=== PROBLEM TO SOLVE ===
Retype exactly the span of lines below from the one with "Target: window" through the one with "the pink statice". Do not include pictures.

=== INPUT FOR THIS TASK ===
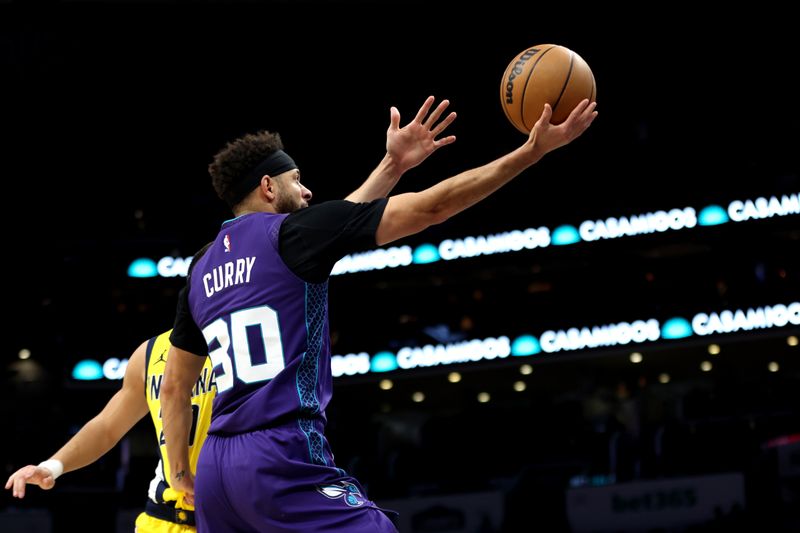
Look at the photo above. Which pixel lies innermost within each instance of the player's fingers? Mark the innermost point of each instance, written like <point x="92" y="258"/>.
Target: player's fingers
<point x="47" y="483"/>
<point x="450" y="139"/>
<point x="19" y="487"/>
<point x="547" y="112"/>
<point x="423" y="111"/>
<point x="436" y="113"/>
<point x="580" y="108"/>
<point x="440" y="127"/>
<point x="394" y="118"/>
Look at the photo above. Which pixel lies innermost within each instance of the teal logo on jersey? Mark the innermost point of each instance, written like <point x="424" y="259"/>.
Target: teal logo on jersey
<point x="349" y="492"/>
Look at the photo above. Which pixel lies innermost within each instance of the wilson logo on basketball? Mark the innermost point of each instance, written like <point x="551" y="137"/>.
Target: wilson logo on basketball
<point x="516" y="71"/>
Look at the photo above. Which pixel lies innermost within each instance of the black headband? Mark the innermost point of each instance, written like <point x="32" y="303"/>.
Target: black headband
<point x="275" y="163"/>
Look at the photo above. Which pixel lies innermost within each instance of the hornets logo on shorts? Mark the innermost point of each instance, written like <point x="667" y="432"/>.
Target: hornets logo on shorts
<point x="352" y="496"/>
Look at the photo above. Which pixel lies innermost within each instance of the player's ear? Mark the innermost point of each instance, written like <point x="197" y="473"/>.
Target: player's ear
<point x="268" y="187"/>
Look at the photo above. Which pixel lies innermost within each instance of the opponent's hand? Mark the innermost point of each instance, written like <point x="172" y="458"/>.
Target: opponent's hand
<point x="546" y="137"/>
<point x="29" y="475"/>
<point x="183" y="481"/>
<point x="413" y="143"/>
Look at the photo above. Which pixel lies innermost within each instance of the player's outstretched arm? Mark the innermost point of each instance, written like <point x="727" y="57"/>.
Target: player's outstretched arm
<point x="96" y="437"/>
<point x="406" y="148"/>
<point x="407" y="214"/>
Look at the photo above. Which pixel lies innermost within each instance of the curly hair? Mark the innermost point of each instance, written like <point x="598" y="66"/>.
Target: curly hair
<point x="240" y="156"/>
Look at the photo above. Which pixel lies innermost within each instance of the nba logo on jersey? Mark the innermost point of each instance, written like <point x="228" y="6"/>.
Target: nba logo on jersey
<point x="349" y="492"/>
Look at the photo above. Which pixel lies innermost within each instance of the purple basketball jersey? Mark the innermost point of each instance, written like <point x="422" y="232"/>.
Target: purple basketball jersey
<point x="267" y="330"/>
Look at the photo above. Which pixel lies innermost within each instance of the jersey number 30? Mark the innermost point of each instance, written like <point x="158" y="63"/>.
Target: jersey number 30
<point x="233" y="357"/>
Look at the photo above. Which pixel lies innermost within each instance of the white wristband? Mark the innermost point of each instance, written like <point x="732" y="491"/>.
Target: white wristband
<point x="55" y="467"/>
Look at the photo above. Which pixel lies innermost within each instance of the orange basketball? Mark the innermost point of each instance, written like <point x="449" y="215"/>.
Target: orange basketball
<point x="545" y="73"/>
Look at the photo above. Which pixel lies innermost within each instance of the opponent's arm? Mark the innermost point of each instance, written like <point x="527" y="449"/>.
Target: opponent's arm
<point x="180" y="376"/>
<point x="407" y="214"/>
<point x="96" y="437"/>
<point x="406" y="148"/>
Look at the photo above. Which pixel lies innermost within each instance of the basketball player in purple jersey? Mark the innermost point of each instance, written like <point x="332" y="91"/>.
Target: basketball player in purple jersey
<point x="256" y="302"/>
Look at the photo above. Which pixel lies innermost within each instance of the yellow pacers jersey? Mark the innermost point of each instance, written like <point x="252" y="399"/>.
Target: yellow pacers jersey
<point x="202" y="397"/>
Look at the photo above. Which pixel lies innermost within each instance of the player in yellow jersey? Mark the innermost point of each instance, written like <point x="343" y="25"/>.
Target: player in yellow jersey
<point x="166" y="510"/>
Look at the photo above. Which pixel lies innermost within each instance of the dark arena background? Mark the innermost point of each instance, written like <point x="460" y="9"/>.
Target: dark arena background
<point x="608" y="343"/>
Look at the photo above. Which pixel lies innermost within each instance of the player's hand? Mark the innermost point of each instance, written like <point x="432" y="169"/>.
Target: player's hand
<point x="413" y="143"/>
<point x="546" y="137"/>
<point x="183" y="481"/>
<point x="29" y="475"/>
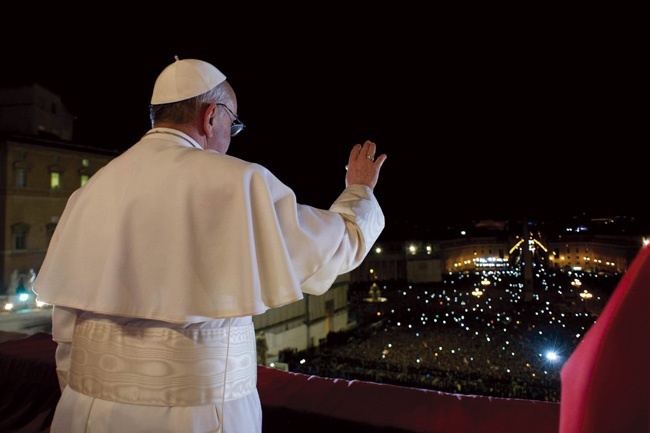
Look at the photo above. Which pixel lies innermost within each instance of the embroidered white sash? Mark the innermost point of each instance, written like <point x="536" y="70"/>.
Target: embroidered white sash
<point x="163" y="366"/>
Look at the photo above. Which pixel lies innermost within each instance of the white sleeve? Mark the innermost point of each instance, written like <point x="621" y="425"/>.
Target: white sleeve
<point x="63" y="320"/>
<point x="364" y="222"/>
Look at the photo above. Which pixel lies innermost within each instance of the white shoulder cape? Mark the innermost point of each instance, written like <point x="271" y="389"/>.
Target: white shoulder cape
<point x="166" y="232"/>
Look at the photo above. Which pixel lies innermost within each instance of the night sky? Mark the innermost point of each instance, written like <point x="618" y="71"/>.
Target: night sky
<point x="483" y="114"/>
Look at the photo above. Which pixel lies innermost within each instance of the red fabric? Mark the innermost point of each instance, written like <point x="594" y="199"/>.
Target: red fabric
<point x="407" y="409"/>
<point x="30" y="392"/>
<point x="604" y="382"/>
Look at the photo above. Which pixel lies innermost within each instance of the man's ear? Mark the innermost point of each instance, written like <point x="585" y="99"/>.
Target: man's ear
<point x="209" y="119"/>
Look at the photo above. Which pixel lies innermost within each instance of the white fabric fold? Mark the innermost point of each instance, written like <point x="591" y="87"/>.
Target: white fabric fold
<point x="169" y="232"/>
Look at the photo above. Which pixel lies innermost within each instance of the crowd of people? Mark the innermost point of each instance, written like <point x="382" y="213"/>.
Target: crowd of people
<point x="445" y="338"/>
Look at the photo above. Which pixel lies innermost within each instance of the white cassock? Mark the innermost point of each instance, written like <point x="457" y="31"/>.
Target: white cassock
<point x="155" y="269"/>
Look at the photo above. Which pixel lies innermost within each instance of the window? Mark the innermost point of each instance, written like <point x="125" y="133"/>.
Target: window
<point x="19" y="232"/>
<point x="21" y="167"/>
<point x="84" y="171"/>
<point x="55" y="180"/>
<point x="21" y="177"/>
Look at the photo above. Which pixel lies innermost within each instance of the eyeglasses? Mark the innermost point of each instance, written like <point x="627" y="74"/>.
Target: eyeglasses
<point x="237" y="126"/>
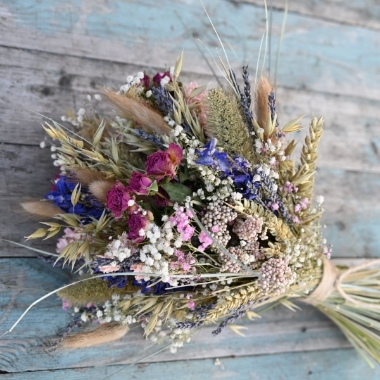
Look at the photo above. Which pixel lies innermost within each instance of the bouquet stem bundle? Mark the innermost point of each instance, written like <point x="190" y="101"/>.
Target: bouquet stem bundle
<point x="351" y="299"/>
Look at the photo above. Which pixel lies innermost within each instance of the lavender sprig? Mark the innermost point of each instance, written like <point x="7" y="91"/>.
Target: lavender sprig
<point x="247" y="86"/>
<point x="151" y="138"/>
<point x="163" y="100"/>
<point x="272" y="105"/>
<point x="245" y="98"/>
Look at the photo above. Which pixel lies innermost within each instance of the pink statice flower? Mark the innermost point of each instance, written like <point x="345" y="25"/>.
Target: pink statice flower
<point x="68" y="237"/>
<point x="112" y="267"/>
<point x="65" y="304"/>
<point x="162" y="78"/>
<point x="139" y="184"/>
<point x="137" y="225"/>
<point x="138" y="268"/>
<point x="184" y="262"/>
<point x="205" y="240"/>
<point x="182" y="221"/>
<point x="117" y="199"/>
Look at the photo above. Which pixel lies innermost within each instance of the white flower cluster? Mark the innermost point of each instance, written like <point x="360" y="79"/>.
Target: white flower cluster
<point x="119" y="248"/>
<point x="132" y="81"/>
<point x="159" y="240"/>
<point x="112" y="312"/>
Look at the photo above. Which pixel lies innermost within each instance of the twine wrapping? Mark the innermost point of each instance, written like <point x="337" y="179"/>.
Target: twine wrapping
<point x="327" y="284"/>
<point x="332" y="280"/>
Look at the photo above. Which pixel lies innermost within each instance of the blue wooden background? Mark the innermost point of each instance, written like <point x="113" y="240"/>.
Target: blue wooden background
<point x="54" y="53"/>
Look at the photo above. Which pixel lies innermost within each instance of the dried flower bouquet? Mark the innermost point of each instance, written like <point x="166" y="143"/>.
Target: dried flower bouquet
<point x="187" y="209"/>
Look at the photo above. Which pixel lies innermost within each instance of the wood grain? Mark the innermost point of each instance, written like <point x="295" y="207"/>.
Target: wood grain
<point x="316" y="55"/>
<point x="355" y="12"/>
<point x="295" y="366"/>
<point x="352" y="213"/>
<point x="25" y="349"/>
<point x="52" y="54"/>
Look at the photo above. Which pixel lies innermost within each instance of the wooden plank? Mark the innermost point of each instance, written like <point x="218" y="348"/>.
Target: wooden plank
<point x="24" y="280"/>
<point x="351" y="125"/>
<point x="354" y="12"/>
<point x="317" y="55"/>
<point x="352" y="212"/>
<point x="336" y="364"/>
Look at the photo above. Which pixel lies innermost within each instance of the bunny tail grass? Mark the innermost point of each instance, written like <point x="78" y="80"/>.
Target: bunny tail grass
<point x="103" y="334"/>
<point x="261" y="101"/>
<point x="138" y="111"/>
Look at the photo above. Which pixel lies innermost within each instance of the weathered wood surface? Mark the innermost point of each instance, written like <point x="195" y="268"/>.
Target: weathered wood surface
<point x="52" y="54"/>
<point x="24" y="280"/>
<point x="292" y="366"/>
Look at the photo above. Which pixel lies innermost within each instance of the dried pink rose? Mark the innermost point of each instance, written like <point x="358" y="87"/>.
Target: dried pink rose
<point x="159" y="166"/>
<point x="139" y="183"/>
<point x="163" y="164"/>
<point x="175" y="153"/>
<point x="117" y="199"/>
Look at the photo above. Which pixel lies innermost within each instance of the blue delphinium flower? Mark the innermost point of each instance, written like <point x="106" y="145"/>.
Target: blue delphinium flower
<point x="87" y="206"/>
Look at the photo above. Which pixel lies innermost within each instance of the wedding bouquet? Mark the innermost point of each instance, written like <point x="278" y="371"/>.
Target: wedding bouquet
<point x="187" y="209"/>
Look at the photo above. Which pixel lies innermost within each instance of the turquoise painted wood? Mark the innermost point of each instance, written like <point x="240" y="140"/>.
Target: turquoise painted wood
<point x="26" y="348"/>
<point x="290" y="366"/>
<point x="53" y="53"/>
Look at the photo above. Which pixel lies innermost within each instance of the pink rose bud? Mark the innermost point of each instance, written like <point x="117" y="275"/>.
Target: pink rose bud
<point x="159" y="166"/>
<point x="175" y="153"/>
<point x="139" y="183"/>
<point x="137" y="225"/>
<point x="117" y="199"/>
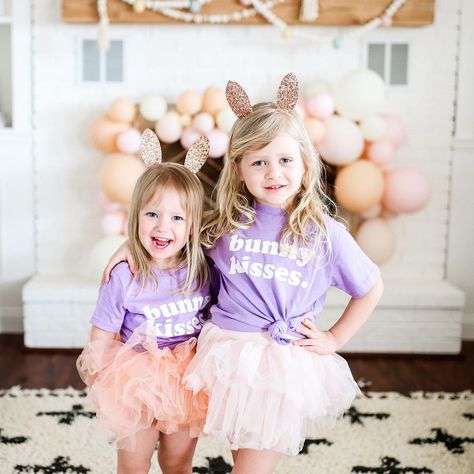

=== RESULT ===
Target: window
<point x="19" y="232"/>
<point x="21" y="167"/>
<point x="84" y="171"/>
<point x="55" y="180"/>
<point x="21" y="177"/>
Look at the photo above. Which pixel lies innermost within each instance of the eyeglasses? Mark the innermost point of each instance, written like <point x="627" y="74"/>.
Target: eyeglasses
<point x="237" y="126"/>
Look at the photo above. Which pixel lies innermost within each instance of the bouquet stem bundle? Mark the innermost point of each instance, written like <point x="190" y="101"/>.
Target: bouquet stem bundle
<point x="351" y="299"/>
Look at the photo above. Which pixel lies innermost within each instance of the lavender sprig? Mark the innermost point of each instance, written like <point x="7" y="91"/>.
Target: lavender sprig
<point x="247" y="86"/>
<point x="151" y="138"/>
<point x="163" y="100"/>
<point x="272" y="105"/>
<point x="245" y="98"/>
Look at the photo above. Which pixel lies innermost within each instance of the pink statice flower? Mark the innermost point of each instance, written like <point x="345" y="25"/>.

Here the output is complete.